═══ DOCUMENT SOURCE ═══

Pour lancer la saison 2023 des Théâtrales présentée à Clermont par le promoteur Arachnée Concerts, le patron de PLO en personne, a fait le déplacement jusqu’à la Maison de Culture. Cette année, pour sa tournée province, le producteur a monté un programme de 8 pièces. (découvrir la programmation détaillée en cliquant ici ). En présence de son fils Axel qui lui succèdera prochainement aux manettes de l’entreprise et avant de donner, le top départ de cette saison, sur scène avec Olivier Bianchi, Pascal Legros a répondu à nos questions.
7Jours à Clermont : Vous ouvrez la 3e saison des Théâtrales à Clermont avec Arachnée Concerts. Les spectacles sont généralement donnés à guichet fermé. Cela vous étonne ?

═══

• **CONSIGNE 1**
Résumez sous forme de liste le paragraphe du texte sur les Théâtrales de Clermont qui commence par « Pour lancer la saison 2023 », en gardant ses faits essentiels.
• **CONSIGNE 2**
Recopiez le passage du texte sur les Théâtrales de Clermont compris entre « Pour lancer la » et « vous étonne ? », ces deux passages inclus.
• **CONSIGNE 3**
Poursuivez le texte sur les Théâtrales de Clermont à partir de sa dernière phrase.
Les données qui suivent n'ont aucun lien avec le texte.

═══ DONNÉES PRÉSENTÉES ═══

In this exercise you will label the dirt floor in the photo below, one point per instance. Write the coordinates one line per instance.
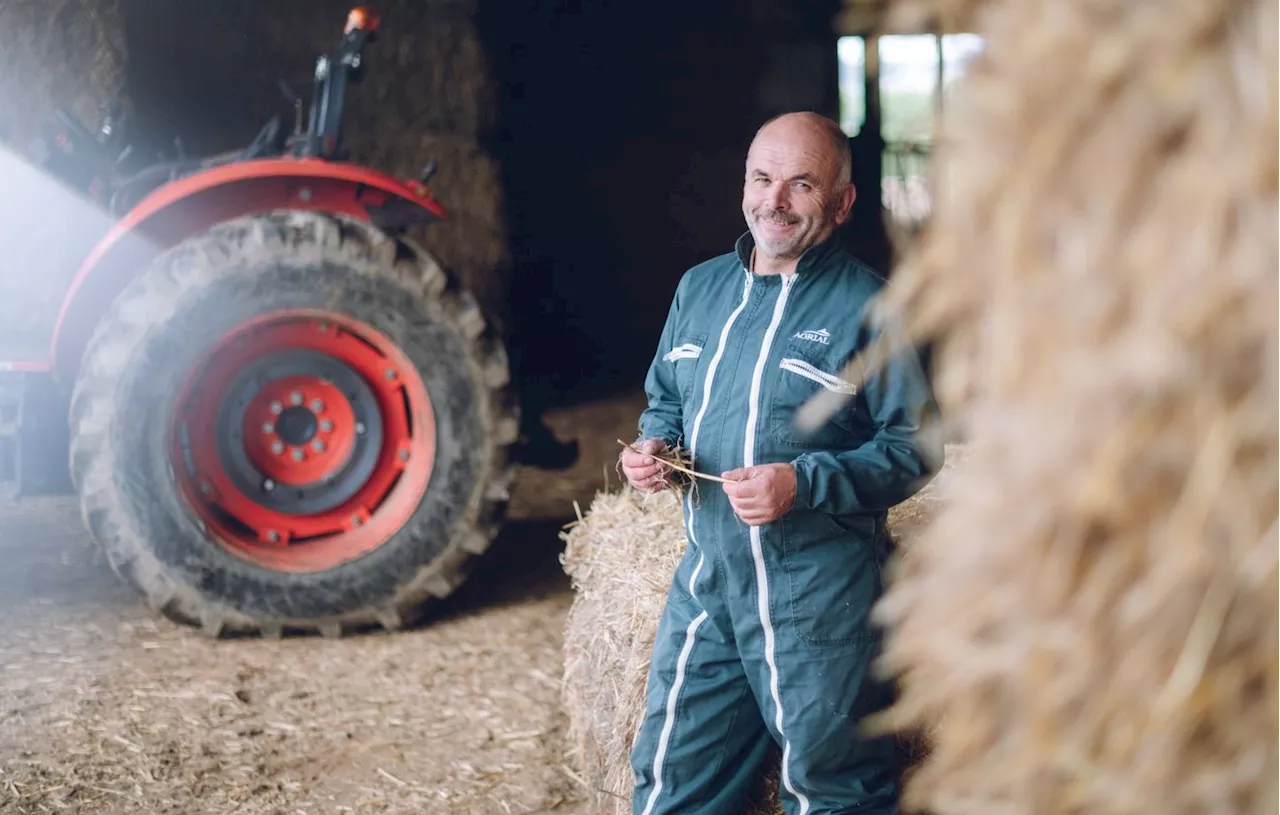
(106, 709)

═══

• **RÉPONSE ATTENDUE 1**
- La saison 2023 des Théâtrales est présentée à Clermont par le promoteur Arachnée Concerts.
- Pascal Legros, patron de PLO, est venu en personne à la Maison de Culture pour la lancer.
- Pour sa tournée en province, il a monté un programme de 8 pièces.
- Son fils Axel, qui lui succédera prochainement à la tête de l'entreprise, était présent.
- Avant de donner le top départ de la saison sur scène avec Olivier Bianchi, Pascal Legros a répondu à des questions.

• **RÉPONSE ATTENDUE 2**
Pour lancer la saison 2023 des Théâtrales présentée à Clermont par le promoteur Arachnée Concerts, le patron de PLO en personne, a fait le déplacement jusqu’à la Maison de Culture. Cette année, pour sa tournée province, le producteur a monté un programme de 8 pièces. (découvrir la programmation détaillée en cliquant ici ). En présence de son fils Axel qui lui succèdera prochainement aux manettes de l’entreprise et avant de donner, le top départ de cette saison, sur scène avec Olivier Bianchi, Pascal Legros a répondu à nos questions.
7Jours à Clermont : Vous ouvrez la 3e saison des Théâtrales à Clermont avec Arachnée Concerts. Les spectacles sont généralement donnés à guichet fermé. Cela vous étonne ?

• **RÉPONSE ATTENDUE 3**
Pascal Legros : Clermont, je connais bien, c’est une ville de spectacle, une ville de théâtre, une ville qui bouge et qui a toujours bougé. La saison passée a rencontré son public cela ne m’étonne qu’à moitié. Je m’attendais à ce qu’il y ait un vrai écho surtout eu égard à ce que l’on propose. On présente de belles pièces, ce qui se fait de mieux à Paris. C’est une vraie mission d’amener ce théâtre grand public dans les régions car les gens n’ont pas toujours les moyens de monter à Paris, de se payer les hôtels, les trains et tout ça, pour voir du théâtre.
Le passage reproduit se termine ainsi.